- _Document excerpt_:
______
Journal Club: Critical librarianship in health sciences libraries: An introduction

Meeting Date: July 24, 2019

Presenter: Michelle Dalidowicz

Citation: Barr-Walker J, Sharifi C. Critical librarianship in health sciences libraries: an introduction. Journal of the Medical Library Association : JMLA. 2019;107(2):258-64. DOI: 10.5195/jmla.2019.620
https://www.ncbi.nlm.nih.gov/pmc/articles/PMC6466494/

Article Abstract:

The Medical Library Association recently announced its commitment to diversity and inclusion. While this is a positive start, critical librarianship takes the crucial concepts of diversity and inclusion one step further by advocating for social justice action and the dismantling of oppressive institutional structures, including white supremacy, patriarchy, and capitalism. Critical librarianship takes many forms, but, at its root, is focused on interrogating and disrupting inequitable systems, including changing racist cataloging rules, creating student-driven information literacy instruction, supporting inclusive and ethical publishing models, and rejecting the notion of libraries as neutral spaces. This article presents examples of the application of critical practice in libraries as well as ideas for applying critical librarianship to the health sciences.

Critical Appraisal:

Questions:

1) Critical Librarianship is usually defined as applying the principles of social justice to our work as librarians. Is there anything that you would add to that definition?

2) In undergrad or in post grad, did you ever receive instruction on critical studies? Do you feel comfortable engaging with it as part of your work?

3) What would critical medical librarianship look like and what might it encompass (e.g. social justice, health disparities)?

4) Do you feel like you are already using critical librarianship in your health library practice?

5) Different areas of library work and how they can be affected by critical librarianship were touched upon in the article. Were there areas which you felt could be more readily changed in your library practice than others and how would you like to be able to do so?

5a) Were there areas of library work you think were missing that could be found in critical health librarianship?

6) Are there ways that we, as health librarians, make choices in our work that go against critical librarianship ideals?

7) What are ways that we can use critical librarianship in our health libraries right now to encourage social justice critical thinking and engagement in our patrons?
______
- _Information_:

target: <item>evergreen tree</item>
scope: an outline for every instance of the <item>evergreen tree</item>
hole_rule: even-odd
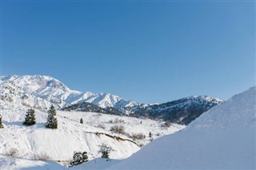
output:
[[[46,127],[50,128],[58,128],[56,110],[54,105],[51,105],[50,109],[48,110],[48,118],[47,122],[46,123]]]
[[[149,134],[149,137],[152,137],[152,133],[151,133],[151,132],[150,132],[150,134]]]
[[[35,124],[35,115],[34,109],[28,109],[25,117],[25,121],[23,125],[30,126]]]
[[[0,128],[2,128],[3,125],[2,125],[2,117],[0,116]]]
[[[99,145],[100,149],[98,151],[99,153],[102,153],[102,158],[109,159],[110,153],[111,151],[114,151],[114,149],[106,145],[106,144],[102,144],[102,145]]]
[[[84,162],[88,161],[88,156],[86,152],[74,152],[73,156],[73,160],[70,161],[69,167],[76,166],[81,164]]]

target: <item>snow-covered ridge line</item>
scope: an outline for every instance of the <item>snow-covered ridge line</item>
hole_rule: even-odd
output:
[[[1,90],[2,96],[18,91],[19,97],[27,99],[25,101],[26,104],[42,109],[49,108],[51,104],[61,109],[81,102],[92,103],[102,108],[114,107],[117,109],[138,105],[135,101],[125,100],[110,93],[82,93],[73,90],[50,76],[2,76],[1,77],[1,86],[3,87]]]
______
- _Your task_: List every example the abstract on the critical librarianship journal club page gives of interrogating and disrupting inequitable systems.

- _Solution to this problem_:
- Changing racist cataloging rules
- Creating student-driven information literacy instruction
- Supporting inclusive and ethical publishing models
- Rejecting the notion of libraries as neutral spaces